- Given instruction
Pick out every line in the entries below that contains the string "street" and copy each one. Case counts.

- Materials provided
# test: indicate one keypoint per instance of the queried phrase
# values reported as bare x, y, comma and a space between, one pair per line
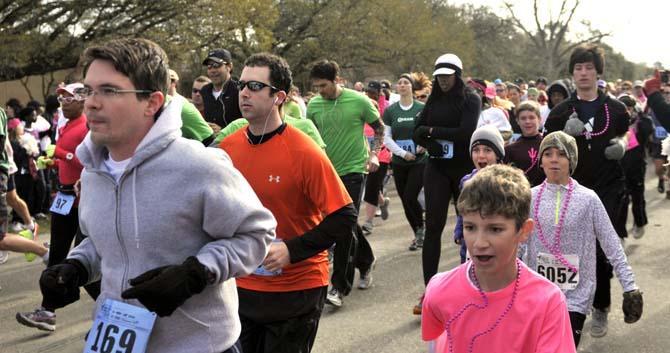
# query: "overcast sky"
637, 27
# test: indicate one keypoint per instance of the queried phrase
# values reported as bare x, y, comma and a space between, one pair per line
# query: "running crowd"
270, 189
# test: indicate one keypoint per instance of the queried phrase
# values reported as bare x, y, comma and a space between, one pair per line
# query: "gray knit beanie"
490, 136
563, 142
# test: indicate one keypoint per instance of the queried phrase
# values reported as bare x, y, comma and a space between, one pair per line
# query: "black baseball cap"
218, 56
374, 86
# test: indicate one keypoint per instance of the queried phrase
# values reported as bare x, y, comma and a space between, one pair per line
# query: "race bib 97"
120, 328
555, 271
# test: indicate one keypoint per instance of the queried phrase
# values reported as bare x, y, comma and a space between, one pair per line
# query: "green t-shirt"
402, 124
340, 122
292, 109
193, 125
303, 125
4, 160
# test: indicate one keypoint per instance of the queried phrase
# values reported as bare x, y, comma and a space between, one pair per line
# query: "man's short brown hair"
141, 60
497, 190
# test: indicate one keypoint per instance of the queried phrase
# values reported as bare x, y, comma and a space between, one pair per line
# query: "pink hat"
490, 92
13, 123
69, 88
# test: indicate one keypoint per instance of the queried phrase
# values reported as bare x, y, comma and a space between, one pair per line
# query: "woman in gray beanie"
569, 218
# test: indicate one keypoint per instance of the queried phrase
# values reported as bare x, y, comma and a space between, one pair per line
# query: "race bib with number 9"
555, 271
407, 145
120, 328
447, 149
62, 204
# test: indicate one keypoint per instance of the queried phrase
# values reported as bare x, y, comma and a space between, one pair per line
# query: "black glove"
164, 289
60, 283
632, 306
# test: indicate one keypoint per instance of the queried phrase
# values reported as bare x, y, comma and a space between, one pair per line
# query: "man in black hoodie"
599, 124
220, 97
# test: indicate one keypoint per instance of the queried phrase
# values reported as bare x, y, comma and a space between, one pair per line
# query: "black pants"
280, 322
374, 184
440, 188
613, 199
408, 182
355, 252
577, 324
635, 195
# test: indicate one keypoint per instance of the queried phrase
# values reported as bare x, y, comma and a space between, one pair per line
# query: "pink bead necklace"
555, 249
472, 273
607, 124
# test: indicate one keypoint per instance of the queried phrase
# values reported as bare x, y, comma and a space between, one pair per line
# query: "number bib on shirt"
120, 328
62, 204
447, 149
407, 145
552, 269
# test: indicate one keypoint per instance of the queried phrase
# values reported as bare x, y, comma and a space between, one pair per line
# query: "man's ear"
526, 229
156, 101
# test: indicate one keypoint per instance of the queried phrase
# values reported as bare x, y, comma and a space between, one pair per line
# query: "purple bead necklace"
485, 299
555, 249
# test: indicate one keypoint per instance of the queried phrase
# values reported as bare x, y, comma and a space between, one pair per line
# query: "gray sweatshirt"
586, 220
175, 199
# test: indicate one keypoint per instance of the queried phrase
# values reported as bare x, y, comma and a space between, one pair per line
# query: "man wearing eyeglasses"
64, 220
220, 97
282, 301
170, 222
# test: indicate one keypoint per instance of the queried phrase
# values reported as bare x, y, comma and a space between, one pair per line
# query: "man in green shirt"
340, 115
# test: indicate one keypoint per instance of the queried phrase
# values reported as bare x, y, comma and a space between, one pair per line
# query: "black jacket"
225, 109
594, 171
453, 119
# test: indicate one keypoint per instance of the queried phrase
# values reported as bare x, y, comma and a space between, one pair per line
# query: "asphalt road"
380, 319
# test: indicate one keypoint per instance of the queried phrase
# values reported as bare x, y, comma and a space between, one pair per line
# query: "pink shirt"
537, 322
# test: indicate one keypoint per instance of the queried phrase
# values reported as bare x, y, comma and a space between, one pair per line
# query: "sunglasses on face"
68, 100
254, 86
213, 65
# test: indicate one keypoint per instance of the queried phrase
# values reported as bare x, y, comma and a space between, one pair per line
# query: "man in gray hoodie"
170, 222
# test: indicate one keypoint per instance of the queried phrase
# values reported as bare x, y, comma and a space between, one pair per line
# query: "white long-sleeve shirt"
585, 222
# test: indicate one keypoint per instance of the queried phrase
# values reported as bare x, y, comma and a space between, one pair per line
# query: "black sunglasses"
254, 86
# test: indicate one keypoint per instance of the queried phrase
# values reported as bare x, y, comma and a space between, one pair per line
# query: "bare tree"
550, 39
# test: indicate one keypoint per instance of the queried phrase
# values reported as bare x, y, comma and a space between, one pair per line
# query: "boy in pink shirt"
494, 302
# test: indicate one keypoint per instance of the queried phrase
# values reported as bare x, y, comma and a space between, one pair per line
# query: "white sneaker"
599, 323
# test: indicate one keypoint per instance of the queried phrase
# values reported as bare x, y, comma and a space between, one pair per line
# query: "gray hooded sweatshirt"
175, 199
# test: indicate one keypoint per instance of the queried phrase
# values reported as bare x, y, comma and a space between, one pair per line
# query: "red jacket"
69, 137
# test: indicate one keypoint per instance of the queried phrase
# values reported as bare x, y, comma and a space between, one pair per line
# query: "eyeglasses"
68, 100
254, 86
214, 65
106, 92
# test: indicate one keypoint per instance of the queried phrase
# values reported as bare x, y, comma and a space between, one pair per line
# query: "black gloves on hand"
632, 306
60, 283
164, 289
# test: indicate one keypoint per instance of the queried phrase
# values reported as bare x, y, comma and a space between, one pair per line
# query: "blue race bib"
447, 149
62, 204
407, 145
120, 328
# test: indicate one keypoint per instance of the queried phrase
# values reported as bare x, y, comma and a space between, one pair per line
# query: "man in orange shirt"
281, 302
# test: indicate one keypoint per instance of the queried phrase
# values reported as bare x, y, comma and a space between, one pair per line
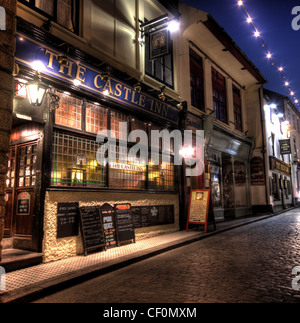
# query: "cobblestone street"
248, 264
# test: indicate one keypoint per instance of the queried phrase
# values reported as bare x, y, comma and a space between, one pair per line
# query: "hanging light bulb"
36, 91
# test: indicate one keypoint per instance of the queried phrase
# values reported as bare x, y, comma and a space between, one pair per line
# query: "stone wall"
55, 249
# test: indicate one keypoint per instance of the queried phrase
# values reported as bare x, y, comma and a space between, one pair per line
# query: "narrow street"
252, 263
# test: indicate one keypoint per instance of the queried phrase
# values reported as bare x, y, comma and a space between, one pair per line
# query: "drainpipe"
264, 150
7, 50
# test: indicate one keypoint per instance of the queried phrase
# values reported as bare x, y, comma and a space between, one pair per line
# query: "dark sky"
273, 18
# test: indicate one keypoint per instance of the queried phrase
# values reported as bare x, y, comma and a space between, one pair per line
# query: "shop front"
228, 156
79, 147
* * *
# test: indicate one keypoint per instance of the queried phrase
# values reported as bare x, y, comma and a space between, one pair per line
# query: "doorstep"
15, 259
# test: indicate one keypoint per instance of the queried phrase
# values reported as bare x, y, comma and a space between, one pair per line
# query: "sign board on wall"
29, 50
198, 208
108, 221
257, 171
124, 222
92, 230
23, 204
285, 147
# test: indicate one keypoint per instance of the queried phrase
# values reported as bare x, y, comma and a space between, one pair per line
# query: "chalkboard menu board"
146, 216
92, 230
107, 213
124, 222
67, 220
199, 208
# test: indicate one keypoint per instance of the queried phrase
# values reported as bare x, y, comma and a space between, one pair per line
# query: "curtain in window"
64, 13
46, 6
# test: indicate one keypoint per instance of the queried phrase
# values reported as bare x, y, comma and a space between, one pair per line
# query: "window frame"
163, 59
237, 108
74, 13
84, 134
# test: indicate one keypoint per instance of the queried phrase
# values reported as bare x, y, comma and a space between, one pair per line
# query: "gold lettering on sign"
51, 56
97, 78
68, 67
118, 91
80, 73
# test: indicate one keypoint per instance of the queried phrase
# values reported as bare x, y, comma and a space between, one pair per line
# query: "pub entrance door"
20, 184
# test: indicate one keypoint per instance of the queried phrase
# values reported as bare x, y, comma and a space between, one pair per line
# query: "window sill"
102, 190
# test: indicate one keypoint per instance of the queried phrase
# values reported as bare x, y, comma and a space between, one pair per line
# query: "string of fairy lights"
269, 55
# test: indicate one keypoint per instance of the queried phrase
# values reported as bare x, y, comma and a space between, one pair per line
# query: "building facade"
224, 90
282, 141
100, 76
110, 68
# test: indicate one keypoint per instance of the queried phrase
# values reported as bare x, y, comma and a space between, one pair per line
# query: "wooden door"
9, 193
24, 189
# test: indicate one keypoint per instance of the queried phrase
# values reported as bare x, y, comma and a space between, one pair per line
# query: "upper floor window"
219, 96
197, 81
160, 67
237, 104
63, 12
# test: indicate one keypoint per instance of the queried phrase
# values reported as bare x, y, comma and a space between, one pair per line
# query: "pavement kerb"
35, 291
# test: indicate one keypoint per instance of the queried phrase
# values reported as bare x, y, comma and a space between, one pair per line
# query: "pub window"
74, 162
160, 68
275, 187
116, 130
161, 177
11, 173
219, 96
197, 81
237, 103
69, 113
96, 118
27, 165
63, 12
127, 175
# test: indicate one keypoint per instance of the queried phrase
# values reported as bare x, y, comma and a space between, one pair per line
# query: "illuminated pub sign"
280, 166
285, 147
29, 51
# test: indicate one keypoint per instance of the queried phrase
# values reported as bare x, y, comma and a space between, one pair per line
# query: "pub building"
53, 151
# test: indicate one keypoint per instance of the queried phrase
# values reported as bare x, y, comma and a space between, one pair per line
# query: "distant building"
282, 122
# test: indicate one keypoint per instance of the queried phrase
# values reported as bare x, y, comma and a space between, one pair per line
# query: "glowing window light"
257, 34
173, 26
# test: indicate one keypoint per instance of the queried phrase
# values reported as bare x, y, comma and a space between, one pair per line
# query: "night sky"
...
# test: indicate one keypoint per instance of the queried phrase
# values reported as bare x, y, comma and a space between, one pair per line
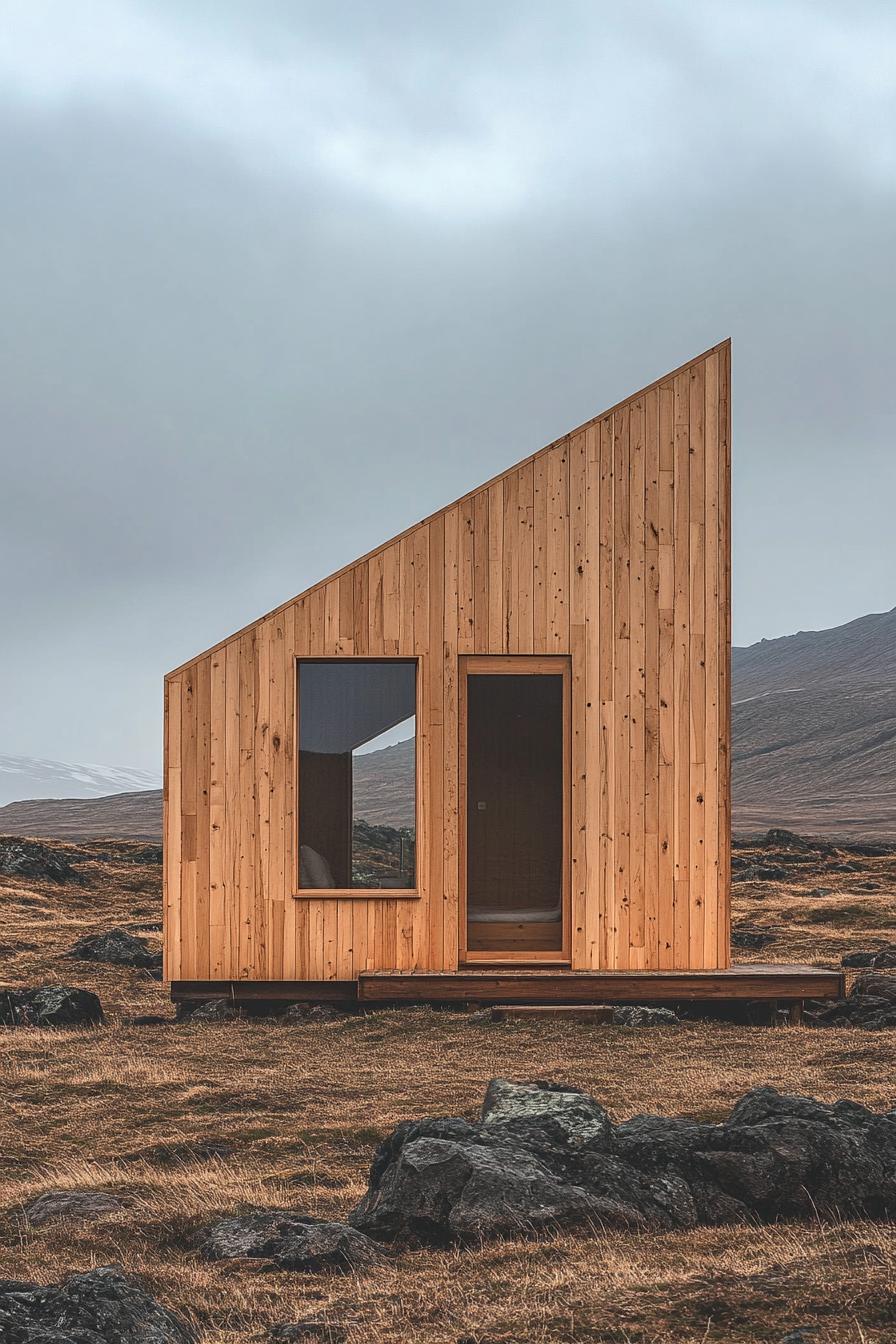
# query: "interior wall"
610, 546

- Correct answer
# query: "cobblestone street"
# query: "narrow street"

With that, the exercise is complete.